**REQUIRED WORK**
Continue the piece on designers' ideas for better work communication apps, picking up after the line about the postman.

EXTRACT Block Start

You’re at home, streaming your favorite TV show, following a recipe, or on a video call with your family, and suddenly you hear the noise again. The familiar “knock brush” echoes from the screen, making your heart leap into your throat.
Maybe you’ve forgotten to put on your Do Not Disturb again, or maybe you never have it on at all—and so an unexpected Slack notification reminds you of all the work anxieties you thought you left behind for the day.
You’ve probably experienced something like this (many times) before: These days, with Slack, Teams, Zoom, Skype, Google Workplace, WhatsApp, Notion, Gather, Trello, and many other communication apps at our fingertips, it can feel like work finds a way to reach us any time, any hour, any day. During the pandemic, remote work has led to more messaging, and online meetings, than ever before: According to Teams, users are sending 45% more messages than in pre-pandemic years. And chat-based work applications are increasingly changing the way that we work, too: Now, it can feel integral to reply as soon as a message from a boss, or client, appears on your laptop.
We spoke with five thought-provoking designers about the applications that are ruling their work screens, and how they’d like to see Slack and the like change for the better. Their ideas for alternative apps and features range from the calming to the sporty to the practical to the bizarre. But one message resonates across all of their concepts: In our age of notification abundance, it’s time we start putting ourselves, and our mental health, first.
1. An app that gives you a clean slate
“It would be cool to have more focus in the morning. I want a tool that starts your day by asking you what you’re going to do, and then makes that transparent to the rest of your team. This product would also communicate to me what my colleagues are working on that day—and who is free and who isn’t. It would know that from 11am to 1pm, two teammates are available, so I could spontaneously jump on a call with them rather than having to make a strict plan.
“The front end experience of this tool would be a calm, empty space. You’d write your day plan —and if you’re struggling, it would trigger previous tasks you’ve been doing for you to review. But each day, you’d always start with a clean page. Not something cluttered. And not a chat with thousands of unread messages.” — Julia Shkatova, digital product designer
2. An app in the metaverse
“One of the biggest issues with working from home is the lack of proper human interaction: I’ve had days where the only face-to-face chat I have is with the postman.

EXTRACT Block End
GIVEN ENTRIES Block Start

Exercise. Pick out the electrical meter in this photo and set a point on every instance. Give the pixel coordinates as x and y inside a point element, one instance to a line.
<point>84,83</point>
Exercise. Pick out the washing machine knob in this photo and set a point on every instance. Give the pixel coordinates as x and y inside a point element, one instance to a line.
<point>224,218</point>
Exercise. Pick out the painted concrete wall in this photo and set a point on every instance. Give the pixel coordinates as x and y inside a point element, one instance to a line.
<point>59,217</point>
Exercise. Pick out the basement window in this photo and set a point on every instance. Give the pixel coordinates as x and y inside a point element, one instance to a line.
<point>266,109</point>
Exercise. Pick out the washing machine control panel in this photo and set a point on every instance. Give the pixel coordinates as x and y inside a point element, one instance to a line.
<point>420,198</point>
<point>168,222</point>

GIVEN ENTRIES Block End

**EXERCISE OUTPUT**
“Encouraging the day-to-day interaction you have at the office would be my main priority if I were to design a work app: You’d pop over to someone’s desk and have a chat, or be able to create meeting rooms with Miro-style functionality where everyone can freely contribute. All of this while being very user friendly and not making my laptop sound like it's about to explode…
“Hopefully these functions would then eradicate pre-meeting anxieties, help teams build proper rapports again, and enable much more productive ideation sessions as you won't need two apps open simultaneously.” — Gordon Reid, founder of Middle Boop
3. An app for otter lovers—and kindness
“If designing my own workplace communication app, I would collaborate with people who specialize in mindfulness to create a caring and holistic space. The experience would be customized to the user (both in interface and UX). The product could ask questions like ‘What do you do to let off steam?’, ‘What’s your mood today?’, and ‘What's that one thing that immediately puts a smile on your face?’ (In the sketch above, the user really loves otters).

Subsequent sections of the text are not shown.